Thursday, August 20, 2009


Wednesday Aug.19--- Home Sweet Home

South area Campground
Forillon National Park
Gaspé PQ
Raining and foggy

We packed a wet tent and doubled up on rain gear, then headed for the town of Gaspé for our morning coffee.
The road constructions were treacherous messes with all the rain and we had more narrow escapes than I care to remember.
The town itself is quite pretty, set on a nice harbour and looking very touristy (à la St. Andrews NB) but nevertheless attractive and interesting (would have been more so but for the rain).
On the south coastline of Gaspé the land mass is much flatter with many strands and beaches along the way. The towns of Percé, Bonaventure, and Carleton stand out above the rest for us.
Unfortunately, by the time we were to Percé we were both soaked, dripping wet right through the double rain gear, leathers and all! Needless to say we were not much in a mood to tour around the towns.
We started to see clearing somewhere around Nouvelle and by the time we got to Campbellton we were actually starting to dry out.
A quick stop for a coffee and then a “bee-line” for home!
We pulled into the yard around ten thirty, tired but glad to be home and headed for a real bed!

Tuesday, August 18, 2009


Tuesday 18 Aug.

Sainte Luce sur Mer PQ
Fog with sun struggling through

It rained off and on all night but was clear when we woke.
We had a leisurely breakfast while waiting for the tent to dry.
Sue managed to find a wireless connection (wandering around, laptop in hand) and got some bad news from George Burgyan, the young rider from Cleveland who was trying to get to Goose Bay with his moto. We parted ways at Red Bay, Labrador…. Good thing we decided to turn around…
George totalled his bike and destroyed his new digital SLR. He salvaged what he could off of it and had to buy a $2000 plane ticket home.
Our hearts go out to you George. We know how you feel after experiencing the same sort of thing last summer on our way back from the Panama Canal.
We were anticipating rain for the day so we suited up for it and covered the gear on the bike and headed for Gaspé and Forillon National Park. No sooner on the road and we were into cold temps with very heavy fog as wet as rain and by noon we were alternating between fog and rain or showers. I had on double rain gear and Sue had on five layers of warm and dry….

| Tasks and exercises |
1) List the towns that the travel journal says stand out above the rest on the south coastline of Gaspé.
2) Resume the travel journal about the Gaspé motorcycle trip, picking up right after its final sentence.

| Entries |
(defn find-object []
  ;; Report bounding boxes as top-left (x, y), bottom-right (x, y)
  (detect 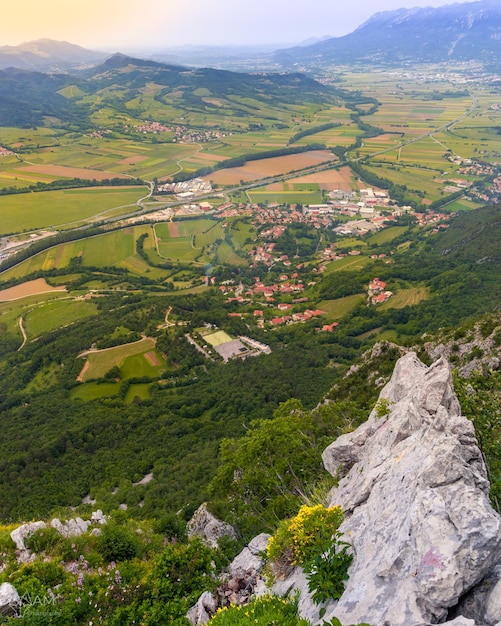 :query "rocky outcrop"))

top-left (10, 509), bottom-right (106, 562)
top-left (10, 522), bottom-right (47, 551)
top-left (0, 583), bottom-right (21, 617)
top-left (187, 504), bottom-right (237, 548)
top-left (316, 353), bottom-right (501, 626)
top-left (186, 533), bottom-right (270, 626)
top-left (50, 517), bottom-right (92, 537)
--
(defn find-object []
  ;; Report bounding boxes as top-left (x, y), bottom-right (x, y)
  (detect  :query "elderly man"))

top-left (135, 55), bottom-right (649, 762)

| Task-by-task results |
1) Percé, Bonaventure, Carleton

2)
We had a short respite from the elements an hour into the ride and stopped into a “Fromagerie” to load up on real cheese curds and great cheddar! You know you’ve got the “real” curds if they squeak while you chew them! As far as I’m concerned, anything else is just “cheese”…..
The northern coastline of the Gaspé is quite scenic and rises to impressive heights! It has it “all over” the Cabot Trail! Many picturesque little villages that you first see from a distance, looking down as you crest a headland. They typically are clustered along the curve of bights and coves like mussels on a rocky shore.
Cresting one high climb we came across a “castle in the mist”…well, in the fog, yeah, and okay, not a real castle but whimsical and amusing none the less!
Another interesting stop was a shore side art gallery and restaurant that is a testament to the old adage that art is ten percent inspiration and ninety percent perspiration. A lot of elbow grease was involved in the construction of the buildings and displays!
Unfortunately the weather was horrible by the time we got to Forillon National Park. We were not in the least inclined to explore it to the extent we should have. Add to the mix the fact that the roads were almost all under construction and we did many, many kilometres in mud and loose gravel in the pouring rain with again more fog than enough!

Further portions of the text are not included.